Being more positive about the future saw a huge cut in deadly diseases such as diabetes, heart disease and cancer in women.
Women who are optimistic and believe good things will always happen are far less likely to develop deadly diseases later in life according to a new study.
Imagining a brighter future will cut the risk of developing heart disease, stroke, depression and cancer. This came from a study of over 70,000 women who were part of a U.S. survey looking at retired and working nurses. The participants were asked to rate their optimism on a scale of zero to 24 and then monitored over a period of eight years and any ill-health recorded.
The results showed a definite link between positive mental attitude and good health even after other factors such as initial bad health, marriage status and financial status.
The researchers believe that being optimistic and positive about the future not only triggers a psychological change but also a biological one.
“This study shows that optimism is associated with reduced risk of death from stroke, respiratory disease, infection and cancer,” said Eric Kim, a research fellow in the department of social and behavioral sciences at Harvard T.H. Chan School of Public Health in Boston and leading author of the study. Optimistic people tend to act in healthier ways. Studies show that optimistic people exercise more, eat healthier diets and have higher quality sleep.”

Task statement: Carry on the article about optimism and women's health, starting after its final sentence. The material that comes next is separate from the article on optimism and women's health.

Data provided:

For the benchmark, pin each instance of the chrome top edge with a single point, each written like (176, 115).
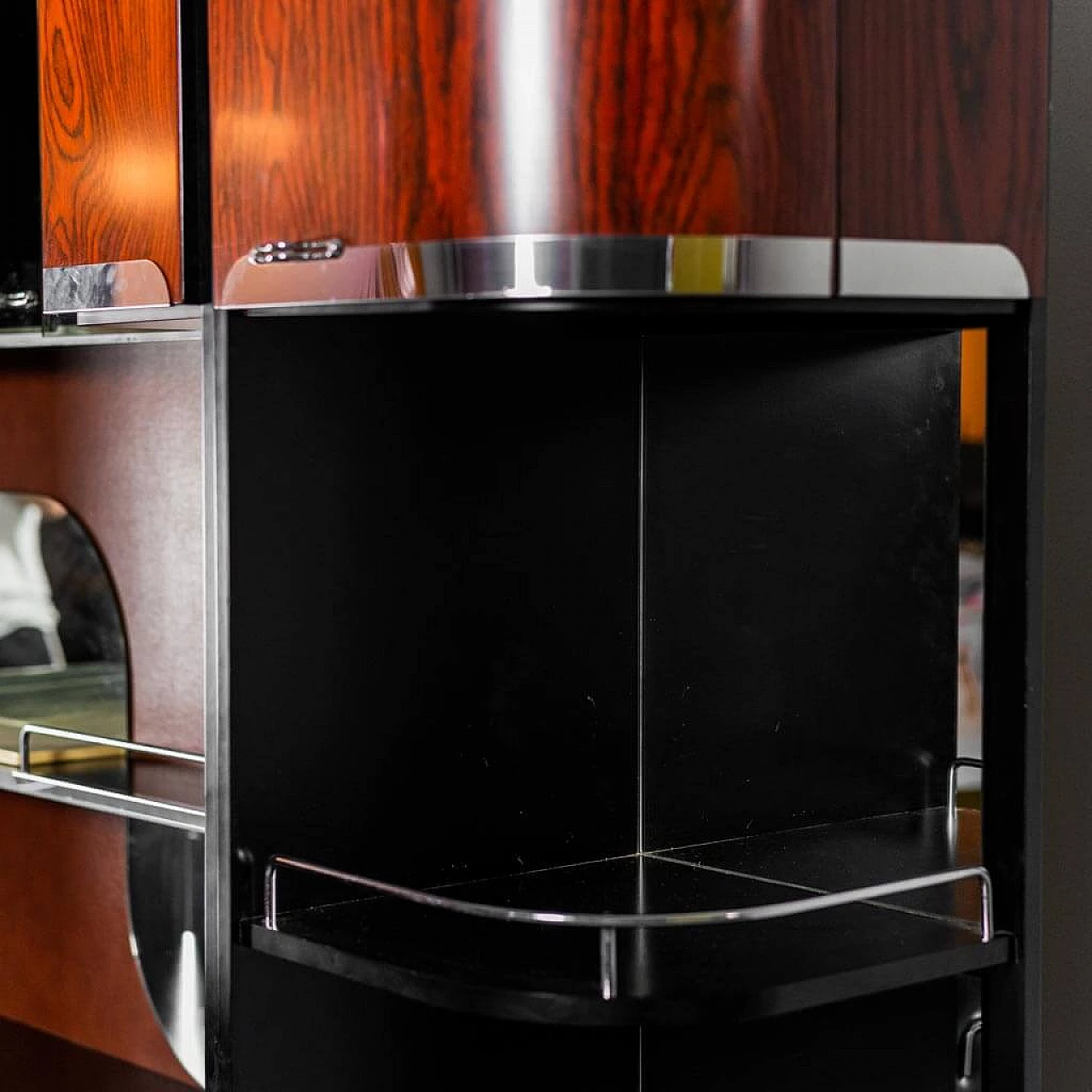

Answer box:
Kim also believes those that are more optimistic have better coping strategies for when life takes a negative turn.
“Optimistic people also use healthier coping styles,” he said. “A summary of over 50 studies showed that when confronted with life challenges, optimists use healthier coping methods like acceptance of circumstances that cannot be changed, planning for further challenges, creating contingency plans, and seeking support from others when needed.”
Kim also says becoming a more positive person can be learned – being kind, noting down what you’re grateful for and striving to be your best self in situations and interactions with others are all ways people can learn to be more optimistic in life.
Details of the study were published in The American Journal of Epidemiology.